▶ **Task objective**:
In the entries below, find the line with "Indicate the wall-mounted" and the line with "Indicate the air". Reproduce those two lines and every line between them exactly, and nothing more.

Dataset entries:
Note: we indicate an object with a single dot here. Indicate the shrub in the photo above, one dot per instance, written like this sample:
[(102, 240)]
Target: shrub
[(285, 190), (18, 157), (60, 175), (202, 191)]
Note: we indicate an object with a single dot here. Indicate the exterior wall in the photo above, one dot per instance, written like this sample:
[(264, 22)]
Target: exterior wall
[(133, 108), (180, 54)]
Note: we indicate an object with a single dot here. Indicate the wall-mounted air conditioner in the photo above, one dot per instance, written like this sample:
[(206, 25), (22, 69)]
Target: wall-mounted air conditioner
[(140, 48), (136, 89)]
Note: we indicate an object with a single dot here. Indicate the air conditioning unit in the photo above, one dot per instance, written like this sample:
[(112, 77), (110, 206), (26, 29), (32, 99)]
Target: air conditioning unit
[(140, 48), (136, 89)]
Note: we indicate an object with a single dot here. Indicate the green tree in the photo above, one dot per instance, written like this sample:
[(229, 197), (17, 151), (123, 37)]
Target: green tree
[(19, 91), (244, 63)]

--

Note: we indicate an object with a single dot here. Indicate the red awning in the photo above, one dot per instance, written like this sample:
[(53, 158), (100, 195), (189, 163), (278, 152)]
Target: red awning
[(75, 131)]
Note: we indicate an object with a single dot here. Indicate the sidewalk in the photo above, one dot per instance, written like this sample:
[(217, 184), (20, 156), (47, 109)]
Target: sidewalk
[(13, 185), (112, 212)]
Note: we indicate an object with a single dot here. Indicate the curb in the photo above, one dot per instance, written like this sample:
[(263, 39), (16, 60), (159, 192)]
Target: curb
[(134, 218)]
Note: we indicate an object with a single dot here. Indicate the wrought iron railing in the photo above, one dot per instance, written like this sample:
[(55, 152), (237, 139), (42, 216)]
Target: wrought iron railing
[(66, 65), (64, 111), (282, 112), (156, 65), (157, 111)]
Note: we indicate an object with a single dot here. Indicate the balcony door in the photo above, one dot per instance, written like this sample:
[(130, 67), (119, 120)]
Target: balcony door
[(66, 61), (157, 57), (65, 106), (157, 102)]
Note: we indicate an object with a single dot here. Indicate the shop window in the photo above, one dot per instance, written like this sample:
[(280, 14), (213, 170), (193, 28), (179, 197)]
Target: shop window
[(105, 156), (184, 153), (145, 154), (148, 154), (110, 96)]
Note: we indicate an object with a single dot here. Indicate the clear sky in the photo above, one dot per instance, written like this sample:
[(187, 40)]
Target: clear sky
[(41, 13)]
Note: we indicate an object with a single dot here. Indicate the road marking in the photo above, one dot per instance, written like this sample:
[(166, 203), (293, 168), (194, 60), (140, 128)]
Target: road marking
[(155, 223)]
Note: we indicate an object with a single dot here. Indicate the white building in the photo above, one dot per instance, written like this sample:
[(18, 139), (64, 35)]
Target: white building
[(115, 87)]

▶ **Problem solution**:
Note: we indicate an object with a single dot here. Indicate the wall-mounted air conditioner in the photo above, one dot per instance, written like this sample:
[(206, 25), (22, 69)]
Target: wall-mounted air conditioner
[(140, 48), (136, 89)]
Note: we indicate an object with a single dot here. Indicate the air conditioning unit in the photo above, one dot per instance, written like this sample:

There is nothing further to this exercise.